START DOCUMENT EXCERPT

My major point: Define "interdimensional being." I have not read all of Vallee by any means, but I've read enough to feel very dissatisfied with his "explanations." At the risk of sounding like Michael Shermer, they really strike me as being, in the final analysis, non-explanations. I am, on the other hand, perfectly willing to entertain the possibility of what I prefer to call "discarnate entities" (because this term doesn't posit non-verifiable origins) but why try to "sex up" what strikes me as essentially a form of metaphysics to make it sound like science, which it ISN'T?

Re observed and observer: I guess when Jane Goodall was studying her chimps, the chimps were also studying Jane Goodall.

Mac said...

You're talking String Theory -- in particular, M-Theory -- in which there are 10 space dimensions and 1 time dimension (if memory serves). The problem is that most of the space dimensions are curled up so small we can't directly observe them, let alone visit them.

Mac said...

"At the risk of sounding like Michael Shermer, they really strike me as being, in the final analysis, non-explanations."

Vallee's outlined a profoundly useful working paradigm that drags the UFO debate out of the "ET craft vs. misidentification" arena. No, he hasn't pinpointed where his interdimensional visitors come from, but he's made it a hell of a lot easier for others to ask.

Bsti said...

Is Michael Moorcock getting credit for coining the term "multi-verse"? At that, they should be called "multiversal" or multi-dimensional" beings.

JohnFen said...

My tenuous speculation is better than your tenuous speculation!

Anonymous said...

Surely, Mac, no matter where "they" originally come from, even from another dimension or universe, in order for us to be able to perceive them, they and their machines have either to emit or to reflect photons that are detected by our retinas. That is, they have to be materially present - as flesh and bone (?) and "nuts-and-bolts" - in our universe or we wouldn't be able to see them or detect or interact physically with them in any other way. Thus, I don't see that Vallee's distinction can be altogether valid unless he is suggesting that the entire phenomenon is somehow being projected directly into our minds (by-passing all normal physical mechanisms). Leaving aside the question of whether telepathy is possible (and also the fact that genuine physical evidence, such as photographs and videos of their craft, could, in this case, never exist), if they have the power to do this, then what is the limit to that power - and why, in fact, should there be any? Surely they could shape our perceived reality to anything that suited their purposes (whatever those might be). If we are such puppets, then we can only ever know what they allow us to know, and who is to say that this is the truth?

END DOCUMENT EXCERPT
START PROVIDED INFORMATION

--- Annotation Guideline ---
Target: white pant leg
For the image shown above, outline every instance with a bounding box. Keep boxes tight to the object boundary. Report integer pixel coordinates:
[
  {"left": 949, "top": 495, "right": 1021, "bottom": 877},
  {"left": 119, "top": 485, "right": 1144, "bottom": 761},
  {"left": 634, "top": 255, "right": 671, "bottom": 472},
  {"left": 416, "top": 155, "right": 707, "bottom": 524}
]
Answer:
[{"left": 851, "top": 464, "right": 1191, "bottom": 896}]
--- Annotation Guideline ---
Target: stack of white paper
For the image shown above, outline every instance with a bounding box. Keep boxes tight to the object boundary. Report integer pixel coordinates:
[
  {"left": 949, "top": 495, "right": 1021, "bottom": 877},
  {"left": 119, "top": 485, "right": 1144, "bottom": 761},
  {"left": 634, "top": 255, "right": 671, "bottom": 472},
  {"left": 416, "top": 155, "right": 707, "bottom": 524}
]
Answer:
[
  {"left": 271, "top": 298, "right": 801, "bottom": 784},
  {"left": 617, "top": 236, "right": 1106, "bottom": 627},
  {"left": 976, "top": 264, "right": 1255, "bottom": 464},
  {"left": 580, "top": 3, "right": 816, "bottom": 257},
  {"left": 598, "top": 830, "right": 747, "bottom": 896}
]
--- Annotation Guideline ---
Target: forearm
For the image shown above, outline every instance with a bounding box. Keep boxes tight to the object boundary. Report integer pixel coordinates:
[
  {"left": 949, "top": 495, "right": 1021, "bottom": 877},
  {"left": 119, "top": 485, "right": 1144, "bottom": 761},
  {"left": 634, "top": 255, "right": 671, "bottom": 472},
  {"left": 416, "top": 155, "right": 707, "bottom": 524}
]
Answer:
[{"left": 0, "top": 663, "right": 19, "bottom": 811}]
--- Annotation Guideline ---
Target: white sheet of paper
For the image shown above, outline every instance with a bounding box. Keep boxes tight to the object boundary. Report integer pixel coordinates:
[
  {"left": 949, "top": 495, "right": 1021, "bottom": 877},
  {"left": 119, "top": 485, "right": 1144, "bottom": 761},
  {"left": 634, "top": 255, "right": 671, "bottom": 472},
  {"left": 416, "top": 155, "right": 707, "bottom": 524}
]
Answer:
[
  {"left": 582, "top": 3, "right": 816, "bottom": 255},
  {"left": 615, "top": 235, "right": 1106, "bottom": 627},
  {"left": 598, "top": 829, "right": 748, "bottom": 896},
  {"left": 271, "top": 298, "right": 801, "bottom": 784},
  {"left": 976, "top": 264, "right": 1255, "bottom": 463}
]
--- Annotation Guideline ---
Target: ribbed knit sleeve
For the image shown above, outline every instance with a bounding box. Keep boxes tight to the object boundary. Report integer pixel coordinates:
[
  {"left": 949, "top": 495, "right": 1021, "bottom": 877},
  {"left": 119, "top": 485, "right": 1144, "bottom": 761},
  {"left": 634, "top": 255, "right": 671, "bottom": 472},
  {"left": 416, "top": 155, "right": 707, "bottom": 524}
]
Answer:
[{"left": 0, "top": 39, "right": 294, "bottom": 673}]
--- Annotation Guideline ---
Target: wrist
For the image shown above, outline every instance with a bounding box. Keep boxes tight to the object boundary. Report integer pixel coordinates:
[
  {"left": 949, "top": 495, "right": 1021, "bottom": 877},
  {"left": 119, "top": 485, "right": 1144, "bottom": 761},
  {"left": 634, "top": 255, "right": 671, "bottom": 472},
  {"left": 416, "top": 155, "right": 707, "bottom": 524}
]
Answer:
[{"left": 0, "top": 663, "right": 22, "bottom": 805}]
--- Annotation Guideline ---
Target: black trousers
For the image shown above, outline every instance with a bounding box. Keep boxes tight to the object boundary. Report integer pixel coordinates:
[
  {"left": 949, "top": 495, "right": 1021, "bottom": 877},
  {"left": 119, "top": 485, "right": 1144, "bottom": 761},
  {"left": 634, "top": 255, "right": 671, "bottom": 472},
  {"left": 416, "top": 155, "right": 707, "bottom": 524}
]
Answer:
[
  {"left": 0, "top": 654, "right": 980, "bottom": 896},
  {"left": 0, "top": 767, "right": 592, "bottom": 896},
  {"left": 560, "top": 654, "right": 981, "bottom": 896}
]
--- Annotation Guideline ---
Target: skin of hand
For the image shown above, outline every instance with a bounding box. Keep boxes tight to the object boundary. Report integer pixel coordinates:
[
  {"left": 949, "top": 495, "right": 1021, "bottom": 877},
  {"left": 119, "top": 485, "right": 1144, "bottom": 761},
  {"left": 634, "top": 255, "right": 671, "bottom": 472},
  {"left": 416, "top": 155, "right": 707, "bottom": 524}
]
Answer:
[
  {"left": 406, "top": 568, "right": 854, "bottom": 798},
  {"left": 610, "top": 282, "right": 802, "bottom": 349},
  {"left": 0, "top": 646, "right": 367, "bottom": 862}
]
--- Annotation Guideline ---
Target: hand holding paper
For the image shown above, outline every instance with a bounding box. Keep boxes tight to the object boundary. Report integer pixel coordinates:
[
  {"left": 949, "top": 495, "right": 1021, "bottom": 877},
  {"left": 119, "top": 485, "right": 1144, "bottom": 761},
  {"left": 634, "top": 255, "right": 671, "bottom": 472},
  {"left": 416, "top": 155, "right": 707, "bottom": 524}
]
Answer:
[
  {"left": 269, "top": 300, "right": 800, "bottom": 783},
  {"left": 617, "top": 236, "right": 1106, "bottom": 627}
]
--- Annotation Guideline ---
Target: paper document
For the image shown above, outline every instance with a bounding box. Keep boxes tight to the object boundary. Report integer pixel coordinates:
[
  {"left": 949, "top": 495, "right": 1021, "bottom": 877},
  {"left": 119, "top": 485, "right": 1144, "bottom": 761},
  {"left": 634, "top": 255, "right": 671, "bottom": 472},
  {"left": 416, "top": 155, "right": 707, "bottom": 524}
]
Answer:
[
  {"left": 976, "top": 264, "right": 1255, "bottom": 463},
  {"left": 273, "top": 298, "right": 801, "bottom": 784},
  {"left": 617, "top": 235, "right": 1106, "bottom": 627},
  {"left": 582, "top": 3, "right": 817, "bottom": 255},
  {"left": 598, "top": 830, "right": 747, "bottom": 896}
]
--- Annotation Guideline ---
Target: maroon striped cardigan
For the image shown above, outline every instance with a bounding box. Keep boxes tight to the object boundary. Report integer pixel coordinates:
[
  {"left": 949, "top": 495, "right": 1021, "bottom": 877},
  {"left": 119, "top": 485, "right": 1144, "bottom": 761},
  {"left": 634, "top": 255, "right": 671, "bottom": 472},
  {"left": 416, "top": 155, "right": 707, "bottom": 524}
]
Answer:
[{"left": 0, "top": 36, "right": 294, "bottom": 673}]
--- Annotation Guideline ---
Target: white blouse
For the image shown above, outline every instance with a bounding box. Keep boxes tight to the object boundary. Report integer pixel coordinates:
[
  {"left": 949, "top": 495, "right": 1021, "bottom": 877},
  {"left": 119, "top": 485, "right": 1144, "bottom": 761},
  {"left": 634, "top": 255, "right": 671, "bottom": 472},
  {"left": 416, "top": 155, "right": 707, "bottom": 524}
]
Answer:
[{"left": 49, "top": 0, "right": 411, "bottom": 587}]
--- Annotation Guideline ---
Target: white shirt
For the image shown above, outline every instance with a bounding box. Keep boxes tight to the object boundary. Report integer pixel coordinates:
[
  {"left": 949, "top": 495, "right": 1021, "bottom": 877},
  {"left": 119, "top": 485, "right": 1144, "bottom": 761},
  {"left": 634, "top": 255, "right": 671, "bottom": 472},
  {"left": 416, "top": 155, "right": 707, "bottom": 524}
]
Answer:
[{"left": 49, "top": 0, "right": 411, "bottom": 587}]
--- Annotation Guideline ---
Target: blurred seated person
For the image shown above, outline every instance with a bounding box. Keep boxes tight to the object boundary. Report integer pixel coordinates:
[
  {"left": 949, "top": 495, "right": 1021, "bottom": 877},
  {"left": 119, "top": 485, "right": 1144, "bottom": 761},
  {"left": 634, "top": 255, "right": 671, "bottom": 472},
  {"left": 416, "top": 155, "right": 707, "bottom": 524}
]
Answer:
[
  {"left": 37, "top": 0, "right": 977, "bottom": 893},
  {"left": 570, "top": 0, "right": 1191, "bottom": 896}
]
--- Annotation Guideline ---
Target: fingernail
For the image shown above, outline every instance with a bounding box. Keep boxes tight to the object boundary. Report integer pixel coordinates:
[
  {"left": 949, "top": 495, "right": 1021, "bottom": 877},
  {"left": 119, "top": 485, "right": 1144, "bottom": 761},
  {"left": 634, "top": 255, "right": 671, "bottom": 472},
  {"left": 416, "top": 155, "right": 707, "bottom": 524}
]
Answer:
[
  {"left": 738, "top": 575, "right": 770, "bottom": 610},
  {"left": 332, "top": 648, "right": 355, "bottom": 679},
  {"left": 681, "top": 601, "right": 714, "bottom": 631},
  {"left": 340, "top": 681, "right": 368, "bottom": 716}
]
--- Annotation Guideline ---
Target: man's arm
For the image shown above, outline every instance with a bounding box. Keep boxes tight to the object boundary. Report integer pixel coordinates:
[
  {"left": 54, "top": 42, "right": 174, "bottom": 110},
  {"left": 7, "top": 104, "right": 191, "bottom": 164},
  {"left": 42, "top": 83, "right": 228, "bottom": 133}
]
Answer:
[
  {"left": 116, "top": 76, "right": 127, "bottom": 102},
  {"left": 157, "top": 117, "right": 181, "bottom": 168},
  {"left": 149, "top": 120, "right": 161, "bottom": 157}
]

END PROVIDED INFORMATION

WHAT THIS EXERCISE ASKS →
• a. From the comment thread on Vallee's "interdimensional being" idea, list each distinct name that appears directly before "said...".
• b. Pick up the comment thread on Vallee's "interdimensional being" idea right after its final sentence and write what comes next.

EXPECTED RESPONSES →
• a. Mac, Bsti, JohnFen, Anonymous

• b.
It is, of course, an interesting and important question where "they" come from, and Vallee's favoured answer may, indeed, be correct, but I also don't follow his argument that there must be some kind of limit to strangeness in our universe but not in others from which they might come (how much can these proposed alternative universes differ from our own in terms of the laws of physics and of evolution?). If we ever get out to the stars (our own Solar System, even), then I think we are likely to find more than enough comparable strangeness in our own universal back-yard.

Finally, we ought also to bear in mind that Vallee's slightly patronising view of American/British ufology almost certainly stems as much from the perennial French conviction of their intellectual superiority over "les Anglo-Saxons" as anything else. In other words, it is another expression of the only too familiar French refrain of: "You guys just don't understand the subtleties like we do.".

Mac said...

Arcesilaus --

Very good points. Personally, I don't think the "nuts-and-bolts" and "paraphysical" interpretations are mutually exclusive. Like quantum phenomena, I think the UFO intelligence can be both at the same time, inhabiting a liminal realm that's often too slippery for the regular tools of empirical science, but nonetheless physical.

I think the very act of observation (coupled with intellectual bias) plays a significant role in what this otherworldy intelligence ultimately looks like.